**Stored data entries**
──────
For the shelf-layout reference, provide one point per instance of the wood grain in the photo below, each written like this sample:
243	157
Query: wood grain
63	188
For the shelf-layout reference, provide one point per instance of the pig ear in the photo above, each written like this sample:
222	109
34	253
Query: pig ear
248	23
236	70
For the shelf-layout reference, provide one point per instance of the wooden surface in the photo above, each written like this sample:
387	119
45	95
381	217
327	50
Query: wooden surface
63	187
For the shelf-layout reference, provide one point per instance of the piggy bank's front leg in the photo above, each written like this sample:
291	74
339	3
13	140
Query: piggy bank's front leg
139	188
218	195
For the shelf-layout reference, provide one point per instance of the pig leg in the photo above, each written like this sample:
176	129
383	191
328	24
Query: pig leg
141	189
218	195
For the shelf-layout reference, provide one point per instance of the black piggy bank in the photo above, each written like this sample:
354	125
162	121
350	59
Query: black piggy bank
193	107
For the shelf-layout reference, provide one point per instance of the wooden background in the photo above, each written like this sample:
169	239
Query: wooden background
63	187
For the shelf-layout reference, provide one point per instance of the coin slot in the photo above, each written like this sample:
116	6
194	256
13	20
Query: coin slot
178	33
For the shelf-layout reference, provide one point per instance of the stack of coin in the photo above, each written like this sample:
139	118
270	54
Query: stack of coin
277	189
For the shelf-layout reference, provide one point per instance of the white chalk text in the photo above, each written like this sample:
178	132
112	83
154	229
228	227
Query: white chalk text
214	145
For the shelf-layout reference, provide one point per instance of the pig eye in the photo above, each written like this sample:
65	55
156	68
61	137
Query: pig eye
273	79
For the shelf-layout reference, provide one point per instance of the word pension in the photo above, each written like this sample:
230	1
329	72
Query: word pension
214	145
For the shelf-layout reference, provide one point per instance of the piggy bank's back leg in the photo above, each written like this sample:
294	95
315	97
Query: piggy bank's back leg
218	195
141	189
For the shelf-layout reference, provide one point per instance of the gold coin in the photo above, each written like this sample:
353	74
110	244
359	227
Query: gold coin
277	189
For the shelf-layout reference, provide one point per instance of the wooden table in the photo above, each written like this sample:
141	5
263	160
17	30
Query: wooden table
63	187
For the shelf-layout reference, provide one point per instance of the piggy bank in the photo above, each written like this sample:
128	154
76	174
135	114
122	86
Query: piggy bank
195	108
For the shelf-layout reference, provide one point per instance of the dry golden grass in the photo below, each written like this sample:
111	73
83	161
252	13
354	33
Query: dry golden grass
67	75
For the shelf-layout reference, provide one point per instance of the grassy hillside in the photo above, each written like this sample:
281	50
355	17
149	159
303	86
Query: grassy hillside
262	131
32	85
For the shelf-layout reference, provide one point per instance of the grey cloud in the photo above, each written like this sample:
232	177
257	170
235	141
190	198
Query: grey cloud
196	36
──────
**Task brief**
All of the data above should be duplicated exactly.

**Response for this exercise**
For the shelf-layout reference, provide one point per instance of the wood grain in the photo below, each written like this sample:
243	157
Query: wood grain
63	188
For the shelf-layout reference, provide one point per instance of the pig ear in the photo above, each written like this sample:
222	109
34	253
Query: pig ear
248	23
236	70
For the shelf-layout reference, provide one point per instance of the wooden surface in the photo above, each written like this sample:
387	119
45	95
381	217
327	50
Query: wooden surface
63	187
For the shelf-layout reference, provide one point per instance of the piggy bank's front leg in the photo above, each written like this sample:
291	74
339	3
13	140
Query: piggy bank's front leg
139	188
218	195
For the shelf-layout reference, provide one point per instance of the pig leg in the photo above, each written like this sample:
176	129
383	191
328	24
Query: pig leg
141	189
218	195
For the shelf-layout reference, provide one point per instance of the black piggy bank in the photo above, each written like this sample:
354	125
162	121
350	59
Query: black piggy bank
193	107
For the shelf-layout reference, provide one point per instance of the wooden background in the photo above, each written like this sample:
169	239
Query: wooden background
63	187
For the shelf-layout reference, provide one point per instance of the coin slot in the photo above, each written like this sample:
116	6
194	256
13	20
Query: coin slot
178	33
For the shelf-layout reference, provide one point per instance of the stack of coin in the photo above, each written like this sample:
139	118
270	54
Query: stack of coin
277	189
For the shelf-layout reference, provide one point per instance of the white chalk text in the photo above, each written like this sample:
178	132
112	83
154	229
228	227
Query: white chalk text
214	145
For the shelf-layout reference, provide one point per instance of the pig eye in the photo above, each written like this sample:
65	55
156	68
61	137
Query: pig eye
273	79
For the shelf-layout reference, provide one point per instance of the word pension in the photo above, each written like this sample:
230	1
329	72
Query: word pension
214	145
For the shelf-layout reference, provide one point per instance of the piggy bank's back leg in the photo above, each written like this sample:
294	95
315	97
Query: piggy bank's back leg
218	195
141	189
For the shelf-layout reference, provide one point per instance of the gold coin in the photo above, each written like this sample:
353	74
110	244
359	227
Query: gold coin
277	189
For the shelf-layout reference, provide one point per instance of the wooden table in the photo above, each written like this sample:
141	5
263	160
17	30
Query: wooden table
63	187
For the shelf-layout reference, provide one point per instance of the piggy bank in the photo above, each written like this sample:
128	154
76	174
135	114
122	86
Query: piggy bank
195	108
For the shelf-layout reference, provide one point per instance of the dry golden grass in the photo below, each written like this sample:
111	73
83	161
252	13
354	33
Query: dry golden grass
67	75
For the shelf-layout reference, provide one point per instance of the grassy hillside in the photo above, each written like this sample:
281	50
355	17
149	159
303	86
Query: grassy hillside
262	131
32	85
For the shelf-layout reference, provide one point per instance of the grey cloud in the photo above, each written like this sample:
232	177
257	170
235	141
190	198
Query: grey cloud
196	36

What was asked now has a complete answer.